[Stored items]
++++++
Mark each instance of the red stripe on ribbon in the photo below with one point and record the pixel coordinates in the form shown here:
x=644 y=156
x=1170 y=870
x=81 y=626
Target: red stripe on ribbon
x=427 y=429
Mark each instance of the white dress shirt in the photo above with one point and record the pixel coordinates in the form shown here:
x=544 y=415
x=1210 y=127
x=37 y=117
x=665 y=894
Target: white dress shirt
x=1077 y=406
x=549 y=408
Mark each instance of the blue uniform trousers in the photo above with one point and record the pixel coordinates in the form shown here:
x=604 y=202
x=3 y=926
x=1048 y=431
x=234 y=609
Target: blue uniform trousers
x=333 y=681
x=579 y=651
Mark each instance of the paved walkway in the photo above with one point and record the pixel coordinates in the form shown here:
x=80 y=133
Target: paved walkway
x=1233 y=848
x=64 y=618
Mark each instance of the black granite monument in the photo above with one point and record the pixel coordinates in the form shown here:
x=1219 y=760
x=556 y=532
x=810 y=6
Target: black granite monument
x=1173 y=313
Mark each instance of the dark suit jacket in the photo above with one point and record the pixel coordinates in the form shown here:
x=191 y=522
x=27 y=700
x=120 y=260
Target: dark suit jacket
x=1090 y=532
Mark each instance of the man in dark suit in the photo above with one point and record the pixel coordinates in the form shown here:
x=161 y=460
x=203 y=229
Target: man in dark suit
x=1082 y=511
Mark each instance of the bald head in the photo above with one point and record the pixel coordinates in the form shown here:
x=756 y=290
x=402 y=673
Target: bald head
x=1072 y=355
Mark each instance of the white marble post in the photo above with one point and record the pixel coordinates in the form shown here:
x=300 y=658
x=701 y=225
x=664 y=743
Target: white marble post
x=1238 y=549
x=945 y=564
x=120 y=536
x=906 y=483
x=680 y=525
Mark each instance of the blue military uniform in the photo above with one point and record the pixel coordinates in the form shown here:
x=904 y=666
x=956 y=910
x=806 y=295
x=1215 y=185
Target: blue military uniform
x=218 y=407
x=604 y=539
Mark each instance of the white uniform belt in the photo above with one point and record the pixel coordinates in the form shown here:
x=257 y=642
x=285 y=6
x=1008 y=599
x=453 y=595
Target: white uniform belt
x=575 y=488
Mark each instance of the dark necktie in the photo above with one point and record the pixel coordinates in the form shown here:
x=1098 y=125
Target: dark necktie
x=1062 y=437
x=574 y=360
++++++
> _TASK GOAL_: Begin at the top of the records above and quote each line exactly, ending with the line that contains "x=1215 y=185".

> _EXERCISE RESPONSE_:
Mark each instance of the red stripe on ribbon in the photo below with one point and record the pixel coordinates in the form shown here:
x=644 y=156
x=1170 y=870
x=81 y=626
Target: red stripe on ribbon
x=427 y=429
Mark each instance of the white dress shirt in the photo above with one point and record the pixel coordinates in the form shown here:
x=544 y=415
x=1210 y=127
x=37 y=117
x=665 y=894
Target: white dress shirt
x=1077 y=406
x=549 y=408
Mark each instance of the blue uniform trousers in the photo above with one point and record the pixel coordinates in the form shown here:
x=604 y=202
x=3 y=926
x=1048 y=431
x=234 y=609
Target: blue uniform trousers
x=333 y=681
x=579 y=651
Mark each instance of the paved walkway in the photo above with one point and record the pixel coordinates in the form shown here:
x=80 y=133
Target: paved walkway
x=1233 y=848
x=64 y=618
Mark each instance of the black granite monument in the photo above with one point and record the pixel coordinates in the form shown here:
x=1219 y=760
x=556 y=532
x=810 y=6
Target: black granite monument
x=1173 y=313
Mark each instance of the dark suit jacket in the photo above with one point and record the pixel coordinates in the form shown here:
x=191 y=522
x=27 y=700
x=120 y=260
Target: dark suit jacket
x=1090 y=532
Mark each instance of the man in dark suit in the photo above with one point and record the pixel coordinates in the form shown here:
x=161 y=460
x=203 y=229
Target: man in dark suit
x=1082 y=511
Mark each instance of the bald head in the photo above with one point and record the pixel coordinates in the form shown here:
x=756 y=290
x=402 y=673
Target: bald head
x=1072 y=355
Mark each instance of the white marble post in the photo above with one point and record the pixel coordinates in the form shown here:
x=300 y=658
x=701 y=225
x=664 y=743
Target: white marble post
x=1238 y=549
x=945 y=564
x=120 y=536
x=906 y=483
x=680 y=525
Mark each instance of the blue military uniform in the photo above with one point and record the pixel coordinates in the form shown here:
x=904 y=666
x=956 y=910
x=806 y=295
x=1215 y=185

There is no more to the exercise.